Copy each record below without changing a single word.

*Supplied data:*
★ ★ ★ ★ ★

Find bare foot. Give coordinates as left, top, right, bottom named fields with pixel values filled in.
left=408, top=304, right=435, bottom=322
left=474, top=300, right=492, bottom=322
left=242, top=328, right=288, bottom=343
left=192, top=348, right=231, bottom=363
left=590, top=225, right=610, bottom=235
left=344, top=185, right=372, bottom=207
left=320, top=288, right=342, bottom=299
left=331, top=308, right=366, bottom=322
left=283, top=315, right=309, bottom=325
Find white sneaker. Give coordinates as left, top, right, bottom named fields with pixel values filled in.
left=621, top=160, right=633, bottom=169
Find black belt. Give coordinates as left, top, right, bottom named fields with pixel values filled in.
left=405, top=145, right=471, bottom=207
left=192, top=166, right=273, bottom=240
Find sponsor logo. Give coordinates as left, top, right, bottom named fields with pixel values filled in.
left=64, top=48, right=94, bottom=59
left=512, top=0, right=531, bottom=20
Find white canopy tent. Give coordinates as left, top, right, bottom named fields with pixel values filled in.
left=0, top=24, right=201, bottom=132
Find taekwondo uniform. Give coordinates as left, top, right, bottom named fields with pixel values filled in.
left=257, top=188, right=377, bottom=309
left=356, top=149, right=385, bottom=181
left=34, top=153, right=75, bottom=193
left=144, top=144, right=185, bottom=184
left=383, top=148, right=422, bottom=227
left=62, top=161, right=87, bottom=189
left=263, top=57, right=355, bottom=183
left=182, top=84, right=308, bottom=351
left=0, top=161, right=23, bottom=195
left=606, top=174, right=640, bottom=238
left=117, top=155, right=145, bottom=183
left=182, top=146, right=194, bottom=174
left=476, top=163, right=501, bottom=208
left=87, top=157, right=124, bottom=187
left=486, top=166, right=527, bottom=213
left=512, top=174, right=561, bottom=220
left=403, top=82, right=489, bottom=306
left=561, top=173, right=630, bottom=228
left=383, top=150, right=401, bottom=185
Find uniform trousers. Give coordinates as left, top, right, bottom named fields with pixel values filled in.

★ ★ ★ ★ ★

*Written answer:*
Find bare foot. Give coordinates as left, top, right, bottom named fields with pixel values filled in.
left=408, top=304, right=435, bottom=322
left=474, top=300, right=492, bottom=322
left=242, top=328, right=288, bottom=343
left=192, top=348, right=231, bottom=363
left=590, top=225, right=610, bottom=235
left=344, top=185, right=372, bottom=207
left=320, top=288, right=342, bottom=299
left=331, top=308, right=366, bottom=322
left=283, top=315, right=309, bottom=325
Find white sneaker. Give coordinates as left, top, right, bottom named fields with pixel values filled in.
left=621, top=160, right=633, bottom=169
Find black belt. Give coordinates as left, top, right, bottom named fields with pixel values filled in.
left=405, top=145, right=471, bottom=207
left=192, top=166, right=273, bottom=240
Find sponsor logo. Give coordinates as left, top, right, bottom named fields with pixel values filled in.
left=64, top=48, right=94, bottom=59
left=512, top=0, right=531, bottom=20
Find white canopy tent. Give coordinates as left, top, right, bottom named fields with pixel values filled in.
left=0, top=24, right=201, bottom=132
Find taekwondo uniform. Give coordinates as left, top, right, bottom named fields with pixel values filled in.
left=257, top=188, right=377, bottom=309
left=356, top=149, right=385, bottom=181
left=34, top=153, right=75, bottom=193
left=144, top=144, right=185, bottom=184
left=383, top=148, right=422, bottom=227
left=62, top=161, right=87, bottom=189
left=263, top=57, right=355, bottom=183
left=182, top=84, right=308, bottom=351
left=0, top=161, right=23, bottom=195
left=606, top=174, right=640, bottom=238
left=117, top=155, right=145, bottom=183
left=182, top=146, right=194, bottom=174
left=476, top=163, right=501, bottom=208
left=87, top=157, right=124, bottom=187
left=486, top=166, right=527, bottom=213
left=512, top=174, right=561, bottom=220
left=403, top=82, right=489, bottom=306
left=561, top=173, right=630, bottom=228
left=383, top=150, right=401, bottom=185
Find uniform trousers. Give coordinates as left, top, right, bottom named fields with pixel values filled in.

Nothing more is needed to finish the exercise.